▶ DATA ROWS:
------------
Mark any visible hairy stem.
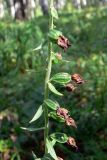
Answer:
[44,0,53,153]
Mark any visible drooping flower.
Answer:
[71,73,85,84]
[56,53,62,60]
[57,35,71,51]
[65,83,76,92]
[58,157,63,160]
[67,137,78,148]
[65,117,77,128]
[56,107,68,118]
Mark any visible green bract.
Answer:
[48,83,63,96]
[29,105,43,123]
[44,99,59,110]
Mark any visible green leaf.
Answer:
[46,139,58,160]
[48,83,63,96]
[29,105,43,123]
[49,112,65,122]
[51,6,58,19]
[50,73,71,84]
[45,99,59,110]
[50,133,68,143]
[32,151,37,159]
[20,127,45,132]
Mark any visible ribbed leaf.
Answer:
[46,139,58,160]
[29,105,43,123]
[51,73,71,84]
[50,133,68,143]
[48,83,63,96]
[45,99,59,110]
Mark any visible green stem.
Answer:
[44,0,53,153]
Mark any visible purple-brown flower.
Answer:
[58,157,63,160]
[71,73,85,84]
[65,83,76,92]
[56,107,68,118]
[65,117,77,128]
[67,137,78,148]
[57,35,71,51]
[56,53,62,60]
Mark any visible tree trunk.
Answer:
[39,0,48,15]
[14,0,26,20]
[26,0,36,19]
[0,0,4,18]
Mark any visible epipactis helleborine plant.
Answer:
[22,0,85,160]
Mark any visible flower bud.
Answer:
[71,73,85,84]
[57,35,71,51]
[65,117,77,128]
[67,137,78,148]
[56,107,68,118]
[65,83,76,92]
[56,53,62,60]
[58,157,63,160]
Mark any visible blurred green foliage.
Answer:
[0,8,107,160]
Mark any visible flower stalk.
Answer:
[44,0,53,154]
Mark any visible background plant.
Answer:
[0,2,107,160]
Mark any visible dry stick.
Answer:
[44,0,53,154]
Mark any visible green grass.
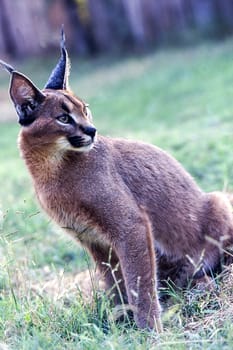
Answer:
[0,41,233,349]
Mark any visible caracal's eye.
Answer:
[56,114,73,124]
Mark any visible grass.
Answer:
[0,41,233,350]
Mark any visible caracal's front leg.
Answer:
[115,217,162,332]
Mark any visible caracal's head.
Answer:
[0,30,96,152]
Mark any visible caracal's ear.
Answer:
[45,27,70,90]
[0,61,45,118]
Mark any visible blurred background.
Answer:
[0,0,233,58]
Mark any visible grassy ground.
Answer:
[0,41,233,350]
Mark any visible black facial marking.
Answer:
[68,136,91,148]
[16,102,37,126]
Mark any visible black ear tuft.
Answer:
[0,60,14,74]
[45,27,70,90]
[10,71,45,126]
------------
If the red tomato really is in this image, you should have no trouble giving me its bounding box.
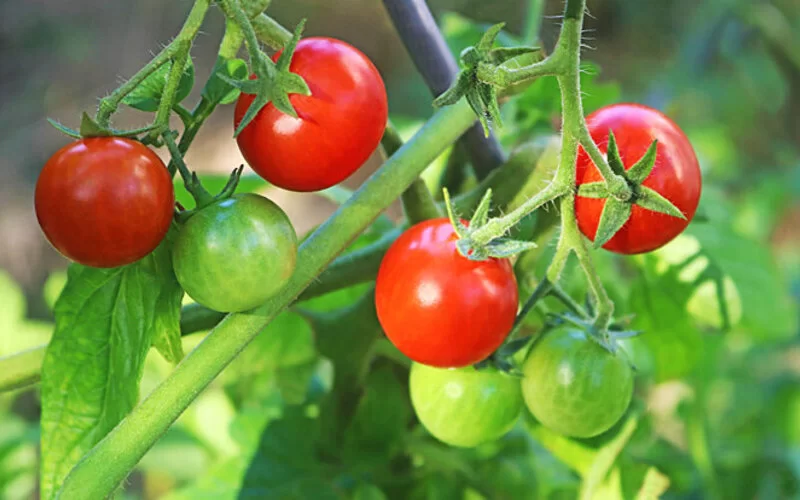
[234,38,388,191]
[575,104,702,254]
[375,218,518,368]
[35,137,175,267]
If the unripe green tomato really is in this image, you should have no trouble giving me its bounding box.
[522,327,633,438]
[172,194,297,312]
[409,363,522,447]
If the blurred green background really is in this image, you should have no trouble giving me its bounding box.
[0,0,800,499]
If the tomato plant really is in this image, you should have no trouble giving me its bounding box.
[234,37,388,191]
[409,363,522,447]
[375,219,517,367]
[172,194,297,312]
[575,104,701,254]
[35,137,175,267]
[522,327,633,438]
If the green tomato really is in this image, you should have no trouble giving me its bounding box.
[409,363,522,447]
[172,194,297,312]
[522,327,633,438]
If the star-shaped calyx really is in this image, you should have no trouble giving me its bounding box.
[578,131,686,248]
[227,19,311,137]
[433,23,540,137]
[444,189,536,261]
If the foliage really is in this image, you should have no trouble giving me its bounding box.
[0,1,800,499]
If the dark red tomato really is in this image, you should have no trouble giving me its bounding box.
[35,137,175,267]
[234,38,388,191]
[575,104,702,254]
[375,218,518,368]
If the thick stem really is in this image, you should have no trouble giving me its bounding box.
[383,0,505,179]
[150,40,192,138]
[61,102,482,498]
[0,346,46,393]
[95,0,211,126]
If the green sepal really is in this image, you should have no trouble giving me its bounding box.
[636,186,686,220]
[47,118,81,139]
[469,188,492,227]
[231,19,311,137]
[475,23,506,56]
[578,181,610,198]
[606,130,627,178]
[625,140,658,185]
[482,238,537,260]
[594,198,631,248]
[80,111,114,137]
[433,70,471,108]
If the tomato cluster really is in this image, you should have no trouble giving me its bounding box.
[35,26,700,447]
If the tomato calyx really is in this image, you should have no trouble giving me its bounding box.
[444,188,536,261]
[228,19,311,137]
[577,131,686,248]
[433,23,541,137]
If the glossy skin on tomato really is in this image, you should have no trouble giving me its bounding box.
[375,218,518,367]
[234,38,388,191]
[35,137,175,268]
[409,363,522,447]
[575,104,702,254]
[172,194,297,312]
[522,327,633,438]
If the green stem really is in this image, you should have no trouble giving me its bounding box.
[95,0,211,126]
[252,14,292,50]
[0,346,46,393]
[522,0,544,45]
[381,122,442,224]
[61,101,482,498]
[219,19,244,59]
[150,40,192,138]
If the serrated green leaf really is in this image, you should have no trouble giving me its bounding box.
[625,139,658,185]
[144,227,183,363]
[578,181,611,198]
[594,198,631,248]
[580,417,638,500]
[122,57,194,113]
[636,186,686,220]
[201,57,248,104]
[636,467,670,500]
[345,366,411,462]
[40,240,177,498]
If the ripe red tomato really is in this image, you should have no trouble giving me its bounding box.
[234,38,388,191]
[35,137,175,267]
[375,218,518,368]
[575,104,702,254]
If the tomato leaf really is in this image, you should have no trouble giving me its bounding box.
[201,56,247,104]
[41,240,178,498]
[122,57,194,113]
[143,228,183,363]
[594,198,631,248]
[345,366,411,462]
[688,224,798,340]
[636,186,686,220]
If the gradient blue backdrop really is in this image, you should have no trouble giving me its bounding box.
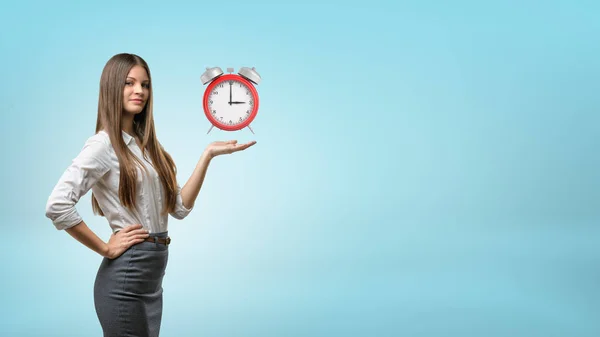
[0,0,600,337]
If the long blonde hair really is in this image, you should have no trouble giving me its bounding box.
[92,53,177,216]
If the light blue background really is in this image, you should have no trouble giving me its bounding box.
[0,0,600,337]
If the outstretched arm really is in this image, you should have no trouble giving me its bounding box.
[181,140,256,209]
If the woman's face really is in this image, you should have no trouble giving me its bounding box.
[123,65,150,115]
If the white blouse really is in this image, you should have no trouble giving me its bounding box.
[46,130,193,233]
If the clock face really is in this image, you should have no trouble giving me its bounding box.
------------
▶ TASK DETAILS: Format the items as a Markdown table with the columns Row and Item line, starting at the line that contains "Mark any visible caracal's ear." and stopping after the line that contains "[16,102,37,126]". Number each row and leave out blank lines.

▶ RESULT:
| Row | Item line |
|---|---|
| 1 | Mark any visible caracal's ear. |
| 2 | Answer: |
| 3 | [45,27,70,90] |
| 4 | [0,61,45,118] |
| 5 | Mark any visible blurred background. |
| 6 | Answer: |
| 7 | [0,0,233,58] |
| 8 | Mark any visible grassy ground. |
| 9 | Answer: |
| 10 | [0,41,233,350] |
| 11 | Mark any visible black facial marking. |
| 12 | Answer: |
| 13 | [68,136,91,148] |
| 14 | [16,102,37,126] |